Hay 1.490 internos en el penal, un número que apenas excede la capacidad prevista, según reconocen las autoridades. La situación en otras prisiones bonaerenses suele ser igual o peor. Hay 590 penitenciarios que trabajan ahí, con turnos rotativos y contando a los administrativos. Muchísimo más baja es la cantidad de agentes que tienen contacto diario y directo con los reclusos: 20.

En la Unidad 9, como en las otras cárceles donde se dictan talleres, siempre queda una porción de los internos que “no quiere trabajar, no le interesa estudiar y arman peleas por cualquier motivo”, dicen los jefes. Ese porcentaje suele corresponder a los más jóvenes.

Los pabellones separan a los distintos grupos para prevenir conflictos. Por un lado están los “ex-fuerza”, que eran miembros de algún organismo de seguridad, enjuiciados por abuso de autoridad y otros delitos. Su cruce con un preso “de la población común” sería sinónimo de una carnicería. Por otra parte están los evangelistas, los trabajadores y los universitarios: hay 140 estudiantes de carreras de grado. Las más elegidas son Derecho, Periodismo, Sociología e Historia. Otros 800 se dedican a terminar la primaria o la secundaria.

“Tratamos de estimularlos en su tiempo muerto”, sostiene Guillermo Naser, profesor de Inglés. Entre clase y clase, les cuenta a los presos cómo está la situación general del país: “Preguntan por la economía, si hay trabajo, por la seguridad y hasta de política”, señala. Hugo Urbanski, encargado del taller de carpintería, nunca les pregunta por qué los encerraron: “Ellos vienen a las clases porque quieren y me terminan contando. Solamente dos alumnos volvieron después de que los habían liberado”.

Es invierno, pero algunos corren en cuero. En uno de los patios, en una canchita de fútbol 5, varios presos improvisan un picado. El piso es de cemento y los límites los marcan los barrotes. Los reclusos también pueden jugar al básquet, las bochas o hacer boxeo. También pueden hacer rugby: entre los que lo juegan, la reincidencia en el delito es la más baja, afirman los jefes.

Al lado, en un enorme tendedero comunitario, se secan al sol remeras, toallas y pantalones. “Aprovechan después de tantos días de lluvia”, dice Chamorro. Más gatos descansan en el pasto.

“Vos le salvaste la vida a mi hijo”, lo sorprendió una vez una mujer a Manuel en la calle. Era la madre de un recluso que estuvo en los talleres y se rehabilitó. Chamorro, que todavía se estremece cuando se acuerda, jura que no sabe de qué preso le hablaban. Por lo visto, algo de su trabajo sirvió.

_DATOS PROPORCIONADOS_:
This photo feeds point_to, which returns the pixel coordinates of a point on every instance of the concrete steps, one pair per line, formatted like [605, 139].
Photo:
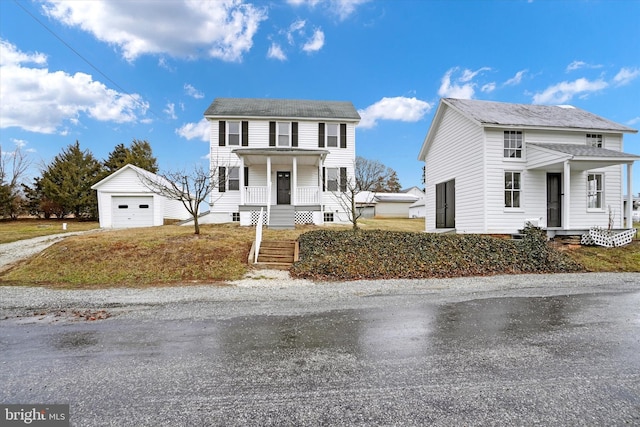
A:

_CONSIGNA_: Traduce al inglés esta oración del texto sobre la cárcel: "Los pabellones separan a los distintos grupos para prevenir conflictos."

_RESPUESTA_: The cellblocks separate the different groups to prevent conflicts.